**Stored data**
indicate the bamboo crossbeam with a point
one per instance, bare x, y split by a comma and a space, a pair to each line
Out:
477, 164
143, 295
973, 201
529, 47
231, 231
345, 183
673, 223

**GOAL**
Repeat every line of the listing above without changing anything.

**ANSWER TO THE TASK**
indicate the bamboo crossbeam with a point
one per instance, bare x, y split by a comma and a space, a pair to each line
Out:
477, 164
143, 295
973, 201
529, 47
231, 231
345, 183
673, 223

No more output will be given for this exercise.